▸ **Exercise brief**:
Put every line of the material below into a Markdown table with the columns "Row" and "Line", numbering each row and leaving out blank lines.

Point labeling dataset excerpts:
· · · · ·

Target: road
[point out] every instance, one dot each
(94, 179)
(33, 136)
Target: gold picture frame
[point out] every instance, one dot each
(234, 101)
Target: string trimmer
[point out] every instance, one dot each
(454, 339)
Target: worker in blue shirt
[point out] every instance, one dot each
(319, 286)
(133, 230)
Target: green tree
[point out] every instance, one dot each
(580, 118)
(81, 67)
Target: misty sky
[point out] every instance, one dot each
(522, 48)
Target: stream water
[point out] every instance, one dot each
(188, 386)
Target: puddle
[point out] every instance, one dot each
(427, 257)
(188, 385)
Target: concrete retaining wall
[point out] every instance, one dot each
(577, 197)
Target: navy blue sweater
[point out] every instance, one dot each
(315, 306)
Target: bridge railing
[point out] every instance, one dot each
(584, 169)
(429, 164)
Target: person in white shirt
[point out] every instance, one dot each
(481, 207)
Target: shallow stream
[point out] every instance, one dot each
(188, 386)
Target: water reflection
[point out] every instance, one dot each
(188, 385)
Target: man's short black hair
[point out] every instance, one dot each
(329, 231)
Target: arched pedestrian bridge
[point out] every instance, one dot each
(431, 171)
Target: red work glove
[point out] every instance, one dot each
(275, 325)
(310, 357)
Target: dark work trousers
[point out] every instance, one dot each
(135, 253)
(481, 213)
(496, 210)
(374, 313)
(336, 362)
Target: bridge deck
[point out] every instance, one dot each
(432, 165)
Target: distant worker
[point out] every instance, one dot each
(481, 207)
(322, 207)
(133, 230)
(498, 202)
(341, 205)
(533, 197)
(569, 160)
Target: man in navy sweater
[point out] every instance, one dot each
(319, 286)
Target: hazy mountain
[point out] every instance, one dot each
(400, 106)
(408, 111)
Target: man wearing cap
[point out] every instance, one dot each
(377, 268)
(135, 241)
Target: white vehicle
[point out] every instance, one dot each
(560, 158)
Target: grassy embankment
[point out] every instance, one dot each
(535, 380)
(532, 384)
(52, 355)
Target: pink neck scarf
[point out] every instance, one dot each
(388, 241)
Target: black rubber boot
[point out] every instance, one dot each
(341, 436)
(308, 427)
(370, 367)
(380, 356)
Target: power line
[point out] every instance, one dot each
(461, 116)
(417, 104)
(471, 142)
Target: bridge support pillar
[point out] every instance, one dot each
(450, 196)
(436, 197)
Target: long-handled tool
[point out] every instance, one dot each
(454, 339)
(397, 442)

· · · · ·

▸ **Output**:
| Row | Line |
|---|---|
| 1 | Target: road |
| 2 | [point out] every instance, one dot each |
| 3 | (94, 179) |
| 4 | (33, 136) |
| 5 | Target: gold picture frame |
| 6 | [point out] every instance, one dot each |
| 7 | (234, 101) |
| 8 | Target: string trimmer |
| 9 | [point out] every instance, one dot each |
| 10 | (454, 339) |
| 11 | Target: worker in blue shirt |
| 12 | [point out] every instance, one dot each |
| 13 | (319, 286) |
| 14 | (133, 230) |
| 15 | Target: green tree |
| 16 | [point out] every instance, one dot each |
| 17 | (580, 118) |
| 18 | (81, 67) |
| 19 | Target: misty sky |
| 20 | [point out] every instance, one dot each |
| 21 | (522, 48) |
| 22 | Target: stream water |
| 23 | [point out] every instance, one dot each |
| 24 | (188, 386) |
| 25 | Target: puddle |
| 26 | [point out] every instance, one dot each |
| 27 | (427, 257) |
| 28 | (188, 385) |
| 29 | Target: concrete retaining wall |
| 30 | [point out] every instance, one dot each |
| 31 | (577, 197) |
| 32 | Target: navy blue sweater |
| 33 | [point out] every instance, one dot each |
| 34 | (315, 306) |
| 35 | Target: bridge railing |
| 36 | [point out] every instance, one dot each |
| 37 | (584, 169) |
| 38 | (429, 164) |
| 39 | Target: person in white shirt |
| 40 | [point out] every instance, one dot each |
| 41 | (481, 207) |
| 42 | Target: shallow stream |
| 43 | [point out] every instance, one dot each |
| 44 | (188, 386) |
| 45 | Target: water reflection |
| 46 | [point out] every instance, one dot each |
| 47 | (188, 385) |
| 48 | Target: man's short black hair |
| 49 | [point out] every instance, one dot each |
| 50 | (329, 231) |
| 51 | Target: arched pedestrian bridge |
| 52 | [point out] every instance, one dot each |
| 53 | (431, 171) |
| 54 | Target: red work glove |
| 55 | [point out] every instance, one dot each |
| 56 | (275, 325) |
| 57 | (310, 357) |
| 58 | Target: dark work trousers |
| 59 | [point out] every instance, one dot each |
| 60 | (135, 253) |
| 61 | (481, 213) |
| 62 | (496, 210) |
| 63 | (374, 313) |
| 64 | (336, 362) |
| 65 | Target: bridge deck |
| 66 | [point out] every instance, one dot each |
| 67 | (432, 165) |
| 68 | Target: distant worker |
| 69 | [point out] every instance, one dot each |
| 70 | (481, 207) |
| 71 | (322, 207) |
| 72 | (133, 230) |
| 73 | (498, 202) |
| 74 | (341, 205) |
| 75 | (533, 197) |
| 76 | (569, 160) |
| 77 | Target: man in navy sweater |
| 78 | [point out] every instance, one dot each |
| 79 | (319, 286) |
| 80 | Target: hazy mountain |
| 81 | [point out] every instance, one dot each |
| 82 | (400, 106) |
| 83 | (408, 111) |
| 84 | Target: man wearing cap |
| 85 | [point out] every instance, one dot each |
| 86 | (377, 268) |
| 87 | (135, 241) |
| 88 | Target: white vehicle |
| 89 | [point out] every instance, one dot each |
| 90 | (560, 158) |
| 91 | Target: grassy embankment |
| 92 | [point out] every instance, one dot each |
| 93 | (535, 380) |
| 94 | (532, 384) |
| 95 | (52, 355) |
| 96 | Target: pink neck scarf |
| 97 | [point out] every instance, one dot each |
| 98 | (388, 241) |
| 99 | Target: black rubber boot |
| 100 | [point out] every instance, one dot each |
| 101 | (341, 436) |
| 102 | (308, 427) |
| 103 | (370, 367) |
| 104 | (380, 356) |
| 105 | Target: power line |
| 106 | [point out] every instance, one dot each |
| 107 | (461, 116) |
| 108 | (417, 104) |
| 109 | (471, 142) |
| 110 | Target: bridge support pillar |
| 111 | [point out] every instance, one dot each |
| 112 | (450, 196) |
| 113 | (436, 197) |
| 114 | Target: long-handled tool |
| 115 | [point out] every instance, one dot each |
| 116 | (454, 339) |
| 117 | (397, 442) |